- Listing -
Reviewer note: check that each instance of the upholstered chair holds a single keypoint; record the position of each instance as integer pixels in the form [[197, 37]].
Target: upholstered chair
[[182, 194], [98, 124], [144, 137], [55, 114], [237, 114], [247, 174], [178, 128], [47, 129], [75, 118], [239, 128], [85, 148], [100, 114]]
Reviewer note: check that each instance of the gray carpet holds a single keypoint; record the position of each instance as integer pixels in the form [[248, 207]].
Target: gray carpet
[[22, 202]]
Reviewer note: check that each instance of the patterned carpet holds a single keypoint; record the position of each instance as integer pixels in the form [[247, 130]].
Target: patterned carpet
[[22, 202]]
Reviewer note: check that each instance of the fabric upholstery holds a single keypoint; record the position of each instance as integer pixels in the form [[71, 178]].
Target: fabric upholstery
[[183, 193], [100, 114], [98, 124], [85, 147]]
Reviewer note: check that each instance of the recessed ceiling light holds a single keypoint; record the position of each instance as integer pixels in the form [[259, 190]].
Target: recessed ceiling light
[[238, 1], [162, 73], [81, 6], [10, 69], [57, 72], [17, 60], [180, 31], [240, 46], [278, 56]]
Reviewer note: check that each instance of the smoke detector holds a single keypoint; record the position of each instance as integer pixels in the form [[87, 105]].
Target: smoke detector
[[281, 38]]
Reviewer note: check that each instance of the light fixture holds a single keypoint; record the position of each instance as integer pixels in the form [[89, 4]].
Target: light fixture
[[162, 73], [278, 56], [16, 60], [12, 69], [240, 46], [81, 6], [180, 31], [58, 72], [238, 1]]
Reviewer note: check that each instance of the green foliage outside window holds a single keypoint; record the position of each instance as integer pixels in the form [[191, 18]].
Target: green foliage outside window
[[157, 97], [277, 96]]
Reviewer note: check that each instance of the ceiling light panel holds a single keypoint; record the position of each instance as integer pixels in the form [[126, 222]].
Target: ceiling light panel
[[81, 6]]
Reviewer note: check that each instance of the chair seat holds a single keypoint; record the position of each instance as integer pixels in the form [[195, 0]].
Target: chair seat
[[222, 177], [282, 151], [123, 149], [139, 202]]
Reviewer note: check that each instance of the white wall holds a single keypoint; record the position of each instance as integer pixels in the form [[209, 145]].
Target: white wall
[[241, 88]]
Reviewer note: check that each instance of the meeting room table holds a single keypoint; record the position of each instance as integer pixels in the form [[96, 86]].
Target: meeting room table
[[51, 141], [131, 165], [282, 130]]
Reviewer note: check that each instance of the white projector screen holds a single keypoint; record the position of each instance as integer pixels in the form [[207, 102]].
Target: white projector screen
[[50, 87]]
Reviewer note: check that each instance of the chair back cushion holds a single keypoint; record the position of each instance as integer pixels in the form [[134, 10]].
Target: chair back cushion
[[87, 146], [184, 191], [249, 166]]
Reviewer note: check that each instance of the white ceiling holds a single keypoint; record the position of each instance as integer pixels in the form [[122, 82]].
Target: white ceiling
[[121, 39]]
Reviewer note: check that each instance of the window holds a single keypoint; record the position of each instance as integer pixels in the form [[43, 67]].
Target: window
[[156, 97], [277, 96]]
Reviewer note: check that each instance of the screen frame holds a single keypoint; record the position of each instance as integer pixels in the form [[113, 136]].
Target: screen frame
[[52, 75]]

--

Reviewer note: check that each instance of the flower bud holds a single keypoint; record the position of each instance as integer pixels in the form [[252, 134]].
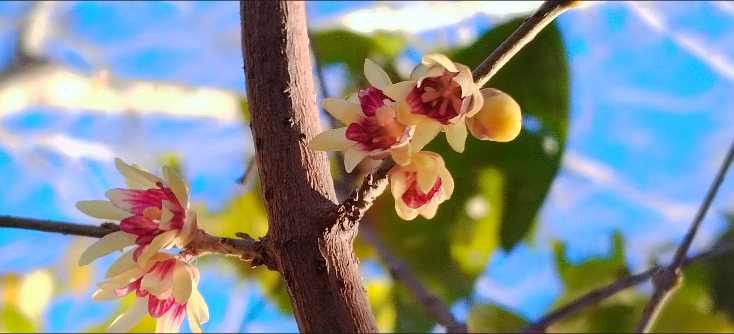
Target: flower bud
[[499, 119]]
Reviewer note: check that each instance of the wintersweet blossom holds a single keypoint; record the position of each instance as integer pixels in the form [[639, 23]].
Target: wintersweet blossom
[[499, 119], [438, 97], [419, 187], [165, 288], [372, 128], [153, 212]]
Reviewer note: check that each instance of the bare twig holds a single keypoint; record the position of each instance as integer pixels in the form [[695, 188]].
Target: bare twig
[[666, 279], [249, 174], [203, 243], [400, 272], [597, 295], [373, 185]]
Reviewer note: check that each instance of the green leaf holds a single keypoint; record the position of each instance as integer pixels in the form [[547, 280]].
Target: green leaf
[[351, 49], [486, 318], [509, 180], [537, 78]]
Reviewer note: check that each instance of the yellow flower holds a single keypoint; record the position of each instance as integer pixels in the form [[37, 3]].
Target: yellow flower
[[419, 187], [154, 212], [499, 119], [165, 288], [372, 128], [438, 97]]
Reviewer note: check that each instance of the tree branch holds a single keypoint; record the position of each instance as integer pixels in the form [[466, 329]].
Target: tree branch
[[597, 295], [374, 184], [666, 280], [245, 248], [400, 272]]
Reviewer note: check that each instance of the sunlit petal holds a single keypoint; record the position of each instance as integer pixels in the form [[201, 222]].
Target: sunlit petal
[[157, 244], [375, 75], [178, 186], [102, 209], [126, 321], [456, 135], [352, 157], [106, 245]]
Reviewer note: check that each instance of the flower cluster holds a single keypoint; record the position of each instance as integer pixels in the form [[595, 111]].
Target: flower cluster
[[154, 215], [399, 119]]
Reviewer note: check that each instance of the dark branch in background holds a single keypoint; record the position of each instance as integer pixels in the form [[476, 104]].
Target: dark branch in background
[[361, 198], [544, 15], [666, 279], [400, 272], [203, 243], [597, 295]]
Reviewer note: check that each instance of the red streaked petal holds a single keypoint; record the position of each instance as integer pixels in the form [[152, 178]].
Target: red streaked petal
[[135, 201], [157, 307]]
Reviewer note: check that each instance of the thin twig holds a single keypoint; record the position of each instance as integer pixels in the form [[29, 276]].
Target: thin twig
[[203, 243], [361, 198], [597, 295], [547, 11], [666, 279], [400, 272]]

* * *

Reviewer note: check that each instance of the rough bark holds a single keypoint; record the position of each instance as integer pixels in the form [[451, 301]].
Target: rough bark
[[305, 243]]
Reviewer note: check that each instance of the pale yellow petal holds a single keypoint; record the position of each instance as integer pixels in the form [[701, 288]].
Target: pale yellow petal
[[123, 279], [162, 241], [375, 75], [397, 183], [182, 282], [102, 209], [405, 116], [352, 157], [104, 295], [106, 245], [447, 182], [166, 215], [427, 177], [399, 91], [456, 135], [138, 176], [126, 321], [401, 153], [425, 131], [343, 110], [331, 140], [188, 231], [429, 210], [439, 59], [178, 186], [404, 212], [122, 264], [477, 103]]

- Exercise objective -
Starting with the line that contains "Reviewer note: check that each instance of the green leaf" and going on through the line that contains "[[135, 201], [157, 307]]", give the lines of the records as a JSON list of strings, one string per line, with blank lines left out.

- Response to the task -
[
  "Reviewer note: check that each instance of the green leaf holds a single keypoint; record the position of each instance as integer pixels in the form [[547, 280]].",
  "Target: green leaf",
  "[[351, 49], [486, 318], [509, 180], [537, 78]]",
  "Reviewer note: check that each instance of the yellow flower holds a single keypoint; record the position of each instance as integer pixels in the form [[37, 3]].",
  "Target: yellow flower",
  "[[419, 187], [154, 212], [499, 119], [165, 288], [372, 128], [438, 97]]",
  "Reviewer note: check that each instance of the tree branch holds a single keypoint; record the position of each instance as integer pixels in the form [[466, 329]].",
  "Target: tree branch",
  "[[597, 295], [374, 184], [666, 280], [245, 248], [400, 272]]",
  "Reviewer note: check that each instance of the sunlit petal holds a single keypoint; record the position of each instance as integer pixels in the form [[201, 222]].",
  "Target: sunlit petal",
  "[[157, 244], [375, 75], [178, 186], [102, 209], [126, 321], [456, 135], [352, 157], [106, 245]]",
  "Reviewer note: check that each instance of the flower cluster holds a single keypoint; record the position of each instance as integer pixels in the form [[595, 111]].",
  "Target: flower cluster",
  "[[154, 215], [399, 119]]",
  "Reviewer note: check that each instance of the dark branch in background holds a single keypoint; record the position of each instance as integer pixels in the form [[476, 104]].",
  "Target: dark branch in background",
  "[[361, 198], [544, 15], [666, 279], [400, 272], [203, 243], [597, 295]]",
  "Reviewer note: check that each instance of the red streaked petal holds a single keypoint; record the position of each instance as integer pixels in the form [[152, 178]].",
  "Target: red streaked petal",
  "[[135, 201], [157, 307]]"
]